## Data

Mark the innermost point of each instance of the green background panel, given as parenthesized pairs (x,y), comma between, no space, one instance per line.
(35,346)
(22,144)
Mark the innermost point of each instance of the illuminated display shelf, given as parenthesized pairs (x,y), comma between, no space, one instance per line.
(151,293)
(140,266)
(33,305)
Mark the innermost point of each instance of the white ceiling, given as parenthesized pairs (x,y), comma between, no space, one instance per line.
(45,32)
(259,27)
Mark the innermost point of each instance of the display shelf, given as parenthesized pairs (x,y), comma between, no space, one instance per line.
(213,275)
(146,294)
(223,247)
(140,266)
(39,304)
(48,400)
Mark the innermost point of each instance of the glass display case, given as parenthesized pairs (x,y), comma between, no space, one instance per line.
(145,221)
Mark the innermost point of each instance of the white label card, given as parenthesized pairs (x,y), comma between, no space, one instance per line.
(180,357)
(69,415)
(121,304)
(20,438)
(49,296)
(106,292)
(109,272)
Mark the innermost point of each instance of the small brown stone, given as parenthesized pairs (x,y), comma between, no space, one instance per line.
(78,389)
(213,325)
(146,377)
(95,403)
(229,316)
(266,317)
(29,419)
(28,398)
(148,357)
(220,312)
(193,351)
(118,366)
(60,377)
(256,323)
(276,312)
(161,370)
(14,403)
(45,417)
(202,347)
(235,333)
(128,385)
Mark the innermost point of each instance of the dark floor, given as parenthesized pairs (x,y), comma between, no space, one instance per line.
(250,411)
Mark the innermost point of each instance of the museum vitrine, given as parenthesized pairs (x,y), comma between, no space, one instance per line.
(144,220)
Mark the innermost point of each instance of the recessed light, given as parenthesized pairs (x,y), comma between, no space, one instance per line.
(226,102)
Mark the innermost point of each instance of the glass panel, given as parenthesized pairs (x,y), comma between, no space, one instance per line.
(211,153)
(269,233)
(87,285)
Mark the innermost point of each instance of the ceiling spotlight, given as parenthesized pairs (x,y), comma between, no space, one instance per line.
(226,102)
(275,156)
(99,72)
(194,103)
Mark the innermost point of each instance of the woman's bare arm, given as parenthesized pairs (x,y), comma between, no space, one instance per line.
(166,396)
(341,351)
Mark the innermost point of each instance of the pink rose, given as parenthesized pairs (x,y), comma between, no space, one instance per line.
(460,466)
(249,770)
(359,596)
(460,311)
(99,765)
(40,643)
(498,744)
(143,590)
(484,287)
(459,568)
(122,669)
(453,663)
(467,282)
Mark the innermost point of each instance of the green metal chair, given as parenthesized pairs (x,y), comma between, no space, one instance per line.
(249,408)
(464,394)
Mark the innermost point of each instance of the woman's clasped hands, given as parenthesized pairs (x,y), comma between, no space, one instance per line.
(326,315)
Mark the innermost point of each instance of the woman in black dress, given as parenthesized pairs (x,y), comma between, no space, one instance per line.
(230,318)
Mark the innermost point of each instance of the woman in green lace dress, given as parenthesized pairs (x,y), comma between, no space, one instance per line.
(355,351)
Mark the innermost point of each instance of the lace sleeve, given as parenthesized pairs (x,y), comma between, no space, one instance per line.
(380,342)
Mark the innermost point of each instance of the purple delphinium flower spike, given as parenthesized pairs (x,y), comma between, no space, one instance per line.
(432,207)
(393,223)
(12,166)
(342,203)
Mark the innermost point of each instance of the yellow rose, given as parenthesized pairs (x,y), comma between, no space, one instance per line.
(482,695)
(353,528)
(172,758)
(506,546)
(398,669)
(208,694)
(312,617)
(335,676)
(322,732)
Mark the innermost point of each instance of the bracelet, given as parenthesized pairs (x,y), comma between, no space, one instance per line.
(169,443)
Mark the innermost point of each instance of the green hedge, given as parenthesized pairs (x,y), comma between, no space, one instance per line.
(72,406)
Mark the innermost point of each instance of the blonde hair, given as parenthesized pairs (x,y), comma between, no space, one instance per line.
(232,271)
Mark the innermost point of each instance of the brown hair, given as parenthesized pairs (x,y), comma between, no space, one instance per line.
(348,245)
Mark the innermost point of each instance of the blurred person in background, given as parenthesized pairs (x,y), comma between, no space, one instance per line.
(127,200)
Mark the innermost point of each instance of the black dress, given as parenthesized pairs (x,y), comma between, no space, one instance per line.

## Prompt
Write out all of the lines above again, swapping "innermost point" for "central point" every place it occurs and keeping everything else the same.

## Answer to the problem
Mark the central point of each instance of the green background panel, given as parenthesized pairs (x,y), comma between, no space, one instance per line.
(35,346)
(22,144)
Mark the central point of each instance of the illuminated display shelf, given as parenthesized pairs (x,y), comma between, no space, one instance per line.
(151,293)
(140,266)
(33,305)
Mark the central point of each instance of the white ceiling, given as parenthesized pairs (x,y), comma between, no space, one instance per line.
(45,32)
(259,27)
Mark the central point of each instance of the display shelf, given as parenthesized pairs (x,y), comma between, no space, one instance per line.
(213,275)
(146,294)
(223,247)
(140,266)
(39,304)
(48,400)
Mark the central point of each instance of the glass display case, given as parenthesized pairs (x,y), comma between, no space, one instance per line.
(145,221)
Mark the central point of each instance of the white label card, given as parenthesized pairs (x,y), comma between, no space, one instance per line.
(180,357)
(69,415)
(121,304)
(20,438)
(49,296)
(106,292)
(109,272)
Mark the central point of each instance of the small brown stone, given as parenthesized pairs (x,y), comma between, no space, one instance per line.
(78,389)
(213,325)
(146,377)
(95,403)
(229,316)
(266,317)
(29,419)
(28,398)
(148,357)
(220,312)
(193,351)
(118,366)
(60,377)
(256,323)
(276,312)
(161,370)
(14,403)
(45,417)
(202,347)
(235,333)
(128,385)
Mark the central point of each instance of the dark floor, given as parenthesized pairs (x,y), comma between, no space, one instance per line.
(250,411)
Mark the central point of each instance of the museum vitrine, given as parenthesized pairs (x,y), comma between, no space, one instance per line.
(144,220)
Mark the central point of each instance of the recessed light, given as parenthesized pairs (x,y), comma between, no space, one instance per line.
(226,102)
Mark the central point of each instance of the glass panel, given as parenthesized pairs (x,y), comma between, no space, one instance per line.
(211,153)
(269,233)
(87,285)
Mark the central point of each instance of the ceiling spotlight, given as parenthesized pairs (x,y), comma between, no space, one instance per line.
(226,102)
(275,156)
(99,72)
(194,103)
Mark the central point of each instance of the woman's bare arm, given as parenthesized pairs (x,y), comma between, no space, one instance per line.
(166,396)
(341,351)
Mark the central point of each instance of the pink rose, given as parenthesized pairs (x,y), comma between, no space, one instance per line.
(460,466)
(249,770)
(359,596)
(460,311)
(99,765)
(40,643)
(498,744)
(143,590)
(484,287)
(459,568)
(122,669)
(453,663)
(467,282)
Mark the central point of each instance of the green metal chair, given as parenthesized pairs (x,y), comma between, no space, one instance per line.
(249,408)
(464,394)
Mark the central point of each instance of the woman's clasped hands, given as parenthesized pairs (x,y), comma between, no space, one instance per line.
(326,315)
Mark the central point of each instance of the woman in black dress, given as parenthesized pairs (x,y), comma between, no space, one instance per line.
(230,318)
Mark the central point of each instance of the woman in green lace dress, given as parenthesized pairs (x,y), comma between, no space, one instance per line.
(355,351)
Mark the central point of each instance of the lace sleeve, given as parenthesized pairs (x,y), comma between, no space, one instance per line.
(380,342)
Mark the central point of each instance of the purple delphinium flower spike, given as parenthesized pairs (x,y), comma between, no space, one instance per line.
(432,207)
(393,223)
(12,166)
(342,203)
Mark the central point of each instance of the yellow rose, given as parenthesized pairs (x,y), comma between, no space, one instance per line.
(482,695)
(353,528)
(172,758)
(506,546)
(398,669)
(208,694)
(312,617)
(335,676)
(322,732)
Mark the central point of each instance of the bracelet, given as parenthesized pairs (x,y), comma between, no space, one instance per line.
(169,443)
Mark the central point of each instance of the green hedge, given as parenthesized pairs (x,y), comma between, no space, one instance per line.
(72,406)
Mark the central point of each instance of the blonde hair, given as parenthesized pairs (x,y), comma between, no space, one instance per line.
(232,271)
Mark the central point of each instance of the brown hair, given as parenthesized pairs (x,y), comma between, no space, one instance per line.
(348,245)
Mark the central point of each instance of the blurred person in background, given as parenthesized pairs (x,y), comma between, no space, one instance per line.
(127,200)
Mark the central point of each instance of the black dress, given as parenthesized pairs (x,y), comma between, no space, one instance per line.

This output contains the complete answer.